### Work to complete
Pick out every line in the listing below that contains the string "ordered", matching case exactly, and copy each such line in full.

### Entries supplied
──────
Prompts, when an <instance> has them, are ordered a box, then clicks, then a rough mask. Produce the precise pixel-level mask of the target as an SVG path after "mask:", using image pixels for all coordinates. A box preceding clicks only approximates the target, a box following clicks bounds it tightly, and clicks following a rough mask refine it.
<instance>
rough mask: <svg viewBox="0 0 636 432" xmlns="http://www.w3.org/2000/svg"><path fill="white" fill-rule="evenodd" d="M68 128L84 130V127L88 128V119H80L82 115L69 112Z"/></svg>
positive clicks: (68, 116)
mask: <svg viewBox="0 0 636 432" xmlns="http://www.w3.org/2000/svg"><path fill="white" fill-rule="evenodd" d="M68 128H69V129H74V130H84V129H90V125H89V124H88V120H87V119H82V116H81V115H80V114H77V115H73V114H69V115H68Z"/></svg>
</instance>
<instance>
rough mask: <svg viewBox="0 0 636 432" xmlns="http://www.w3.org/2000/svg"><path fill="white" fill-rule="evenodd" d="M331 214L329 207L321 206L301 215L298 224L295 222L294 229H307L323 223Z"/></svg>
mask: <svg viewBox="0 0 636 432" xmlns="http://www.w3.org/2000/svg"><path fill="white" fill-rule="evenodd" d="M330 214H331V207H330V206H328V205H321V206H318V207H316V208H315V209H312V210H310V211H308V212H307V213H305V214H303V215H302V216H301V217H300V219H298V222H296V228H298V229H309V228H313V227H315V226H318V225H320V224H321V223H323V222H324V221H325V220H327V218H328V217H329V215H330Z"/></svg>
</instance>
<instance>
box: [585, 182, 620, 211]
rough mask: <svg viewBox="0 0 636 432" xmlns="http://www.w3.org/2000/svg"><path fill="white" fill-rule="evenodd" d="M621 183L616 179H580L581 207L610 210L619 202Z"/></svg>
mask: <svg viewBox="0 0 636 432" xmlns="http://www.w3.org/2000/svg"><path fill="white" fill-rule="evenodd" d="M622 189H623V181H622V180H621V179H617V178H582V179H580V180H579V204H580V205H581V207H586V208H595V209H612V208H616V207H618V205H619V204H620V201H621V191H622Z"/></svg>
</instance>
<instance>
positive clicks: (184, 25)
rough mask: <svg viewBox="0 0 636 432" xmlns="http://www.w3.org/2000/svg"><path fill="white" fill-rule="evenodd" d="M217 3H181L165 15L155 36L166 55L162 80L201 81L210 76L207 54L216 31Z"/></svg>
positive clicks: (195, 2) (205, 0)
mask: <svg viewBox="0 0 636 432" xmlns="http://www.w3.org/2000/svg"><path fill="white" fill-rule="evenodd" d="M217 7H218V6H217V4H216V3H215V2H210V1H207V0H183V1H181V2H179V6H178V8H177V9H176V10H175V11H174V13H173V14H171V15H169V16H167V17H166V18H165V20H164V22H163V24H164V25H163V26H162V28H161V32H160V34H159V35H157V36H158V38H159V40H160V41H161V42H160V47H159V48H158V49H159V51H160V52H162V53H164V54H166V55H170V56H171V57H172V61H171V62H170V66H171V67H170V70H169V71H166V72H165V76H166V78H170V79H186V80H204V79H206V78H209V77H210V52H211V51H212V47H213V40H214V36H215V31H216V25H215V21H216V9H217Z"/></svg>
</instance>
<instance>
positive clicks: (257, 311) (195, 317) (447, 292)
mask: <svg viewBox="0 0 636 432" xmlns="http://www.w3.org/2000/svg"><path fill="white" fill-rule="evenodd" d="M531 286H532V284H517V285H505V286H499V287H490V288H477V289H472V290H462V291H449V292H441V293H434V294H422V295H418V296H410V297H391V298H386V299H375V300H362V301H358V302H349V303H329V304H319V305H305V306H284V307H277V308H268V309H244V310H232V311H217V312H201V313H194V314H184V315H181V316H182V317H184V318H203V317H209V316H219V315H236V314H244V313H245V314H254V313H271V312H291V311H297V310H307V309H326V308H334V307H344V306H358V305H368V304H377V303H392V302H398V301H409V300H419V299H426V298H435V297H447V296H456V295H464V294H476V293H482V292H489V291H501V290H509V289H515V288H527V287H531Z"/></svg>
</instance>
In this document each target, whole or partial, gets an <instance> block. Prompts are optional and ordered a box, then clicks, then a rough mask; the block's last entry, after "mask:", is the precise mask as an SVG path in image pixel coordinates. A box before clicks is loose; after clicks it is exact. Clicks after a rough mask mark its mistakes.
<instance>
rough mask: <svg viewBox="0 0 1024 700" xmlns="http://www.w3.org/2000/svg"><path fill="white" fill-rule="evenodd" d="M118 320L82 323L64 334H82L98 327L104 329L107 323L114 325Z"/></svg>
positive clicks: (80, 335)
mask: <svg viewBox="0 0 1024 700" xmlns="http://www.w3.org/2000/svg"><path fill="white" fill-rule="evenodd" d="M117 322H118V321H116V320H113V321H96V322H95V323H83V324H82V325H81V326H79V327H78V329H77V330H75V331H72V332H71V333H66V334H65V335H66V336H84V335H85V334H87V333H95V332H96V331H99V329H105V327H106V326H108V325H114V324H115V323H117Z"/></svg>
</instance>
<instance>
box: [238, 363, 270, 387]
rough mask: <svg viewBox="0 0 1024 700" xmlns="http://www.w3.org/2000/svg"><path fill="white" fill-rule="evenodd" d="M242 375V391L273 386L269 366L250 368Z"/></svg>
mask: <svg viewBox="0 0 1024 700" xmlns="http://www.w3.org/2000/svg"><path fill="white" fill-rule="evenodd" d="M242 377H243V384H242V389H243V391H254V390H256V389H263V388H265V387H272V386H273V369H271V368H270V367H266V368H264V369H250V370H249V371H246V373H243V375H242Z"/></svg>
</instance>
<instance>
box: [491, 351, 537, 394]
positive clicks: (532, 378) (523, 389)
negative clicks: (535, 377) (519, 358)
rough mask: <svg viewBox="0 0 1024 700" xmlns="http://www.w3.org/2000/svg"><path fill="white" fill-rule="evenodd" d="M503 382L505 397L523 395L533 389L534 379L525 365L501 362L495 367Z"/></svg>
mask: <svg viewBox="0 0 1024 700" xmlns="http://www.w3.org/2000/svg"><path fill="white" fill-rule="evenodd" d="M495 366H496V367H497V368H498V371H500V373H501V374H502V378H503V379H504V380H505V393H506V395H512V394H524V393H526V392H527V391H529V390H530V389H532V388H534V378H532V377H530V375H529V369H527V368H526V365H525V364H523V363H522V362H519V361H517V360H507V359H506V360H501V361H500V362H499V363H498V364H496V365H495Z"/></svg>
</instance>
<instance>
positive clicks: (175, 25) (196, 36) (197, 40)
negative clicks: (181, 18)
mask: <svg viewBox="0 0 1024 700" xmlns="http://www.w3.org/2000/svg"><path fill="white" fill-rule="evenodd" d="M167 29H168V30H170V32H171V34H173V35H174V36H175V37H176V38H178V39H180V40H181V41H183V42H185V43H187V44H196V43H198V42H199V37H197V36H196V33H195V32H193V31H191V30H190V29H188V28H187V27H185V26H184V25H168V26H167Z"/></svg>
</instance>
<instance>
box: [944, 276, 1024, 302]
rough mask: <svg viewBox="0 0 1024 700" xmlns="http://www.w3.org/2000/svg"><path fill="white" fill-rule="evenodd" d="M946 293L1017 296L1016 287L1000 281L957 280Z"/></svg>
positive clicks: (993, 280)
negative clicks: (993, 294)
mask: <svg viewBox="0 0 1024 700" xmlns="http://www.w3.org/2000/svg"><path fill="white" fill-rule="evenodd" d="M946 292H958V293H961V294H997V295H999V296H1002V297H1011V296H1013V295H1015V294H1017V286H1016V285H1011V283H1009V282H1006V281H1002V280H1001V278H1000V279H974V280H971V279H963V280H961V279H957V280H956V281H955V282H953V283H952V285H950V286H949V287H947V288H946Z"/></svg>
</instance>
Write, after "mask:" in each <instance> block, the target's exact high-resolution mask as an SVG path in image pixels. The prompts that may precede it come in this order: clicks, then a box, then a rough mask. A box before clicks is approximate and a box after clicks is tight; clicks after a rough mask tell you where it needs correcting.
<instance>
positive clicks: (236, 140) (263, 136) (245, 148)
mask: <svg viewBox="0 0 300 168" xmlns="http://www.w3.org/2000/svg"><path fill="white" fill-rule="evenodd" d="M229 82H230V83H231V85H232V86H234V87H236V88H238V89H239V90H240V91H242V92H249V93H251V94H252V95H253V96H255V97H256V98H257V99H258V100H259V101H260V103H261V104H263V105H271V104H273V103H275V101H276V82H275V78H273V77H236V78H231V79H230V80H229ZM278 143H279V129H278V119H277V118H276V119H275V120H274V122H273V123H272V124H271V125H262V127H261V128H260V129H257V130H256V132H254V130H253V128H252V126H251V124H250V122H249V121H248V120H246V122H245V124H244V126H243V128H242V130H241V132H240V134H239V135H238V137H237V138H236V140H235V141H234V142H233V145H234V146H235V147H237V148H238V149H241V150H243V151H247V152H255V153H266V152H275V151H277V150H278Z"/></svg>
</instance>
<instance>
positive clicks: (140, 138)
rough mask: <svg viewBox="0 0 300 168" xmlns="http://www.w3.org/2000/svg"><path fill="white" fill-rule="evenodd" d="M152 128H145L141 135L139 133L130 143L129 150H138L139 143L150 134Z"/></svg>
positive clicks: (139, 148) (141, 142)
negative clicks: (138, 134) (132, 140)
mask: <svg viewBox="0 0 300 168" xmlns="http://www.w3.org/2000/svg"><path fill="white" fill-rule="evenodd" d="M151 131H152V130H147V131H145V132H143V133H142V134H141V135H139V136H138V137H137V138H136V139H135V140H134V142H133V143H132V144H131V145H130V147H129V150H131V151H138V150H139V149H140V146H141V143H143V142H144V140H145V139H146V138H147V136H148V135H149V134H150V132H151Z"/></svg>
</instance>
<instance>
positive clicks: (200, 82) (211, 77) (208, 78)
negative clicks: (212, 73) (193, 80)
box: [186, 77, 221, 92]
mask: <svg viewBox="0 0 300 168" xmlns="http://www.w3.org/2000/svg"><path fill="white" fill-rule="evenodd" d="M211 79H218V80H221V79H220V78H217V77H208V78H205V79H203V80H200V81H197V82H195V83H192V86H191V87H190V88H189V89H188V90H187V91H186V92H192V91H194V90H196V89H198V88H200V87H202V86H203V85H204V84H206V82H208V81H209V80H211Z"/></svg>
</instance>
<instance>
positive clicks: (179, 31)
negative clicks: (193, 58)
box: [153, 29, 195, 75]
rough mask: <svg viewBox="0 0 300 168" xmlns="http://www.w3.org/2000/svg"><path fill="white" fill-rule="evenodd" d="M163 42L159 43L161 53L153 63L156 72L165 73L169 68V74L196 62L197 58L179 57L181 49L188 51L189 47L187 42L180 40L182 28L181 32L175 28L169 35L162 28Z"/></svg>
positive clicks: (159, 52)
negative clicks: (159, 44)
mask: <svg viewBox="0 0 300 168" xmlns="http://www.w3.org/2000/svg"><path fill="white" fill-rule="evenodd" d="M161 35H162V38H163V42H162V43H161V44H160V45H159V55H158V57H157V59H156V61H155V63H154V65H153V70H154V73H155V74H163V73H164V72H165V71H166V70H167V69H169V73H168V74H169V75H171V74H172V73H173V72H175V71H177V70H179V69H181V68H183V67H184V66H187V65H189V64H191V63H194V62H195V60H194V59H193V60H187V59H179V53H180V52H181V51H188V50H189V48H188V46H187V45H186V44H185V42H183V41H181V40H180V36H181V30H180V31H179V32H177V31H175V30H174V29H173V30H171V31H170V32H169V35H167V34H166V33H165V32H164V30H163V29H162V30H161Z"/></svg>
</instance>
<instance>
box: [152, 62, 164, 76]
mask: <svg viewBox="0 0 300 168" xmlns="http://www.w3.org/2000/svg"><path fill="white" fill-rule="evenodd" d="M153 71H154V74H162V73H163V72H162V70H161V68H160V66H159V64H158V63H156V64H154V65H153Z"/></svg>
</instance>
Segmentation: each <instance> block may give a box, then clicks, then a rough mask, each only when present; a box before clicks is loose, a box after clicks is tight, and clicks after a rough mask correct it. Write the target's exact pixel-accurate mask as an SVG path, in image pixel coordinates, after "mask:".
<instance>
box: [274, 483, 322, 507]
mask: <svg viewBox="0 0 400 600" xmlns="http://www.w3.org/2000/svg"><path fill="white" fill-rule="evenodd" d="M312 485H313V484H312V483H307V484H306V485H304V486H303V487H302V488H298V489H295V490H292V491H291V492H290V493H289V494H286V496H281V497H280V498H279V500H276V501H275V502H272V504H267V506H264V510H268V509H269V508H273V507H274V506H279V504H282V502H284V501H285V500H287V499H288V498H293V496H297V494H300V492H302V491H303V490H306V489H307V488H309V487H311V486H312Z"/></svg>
──────
### Result
Prompts, when an <instance> has them, are ordered a box, then clicks, then a rough mask. Produce the precise pixel-level mask of the target as an SVG path after "mask:", using image pixels for all coordinates. A box preceding clicks only approximates the target, a box following clicks bounds it tightly, and clicks following a rough mask refine it.
In this document each target, whole or partial, gets an <instance> block. Prompts are optional and ordered a box, then clicks, then a rough mask; the block's last entry, after "mask:", is the precise mask as an SVG path in image pixel coordinates. A box before clicks is loose; after clicks it is exact. Clicks after a rough mask mark its mistakes.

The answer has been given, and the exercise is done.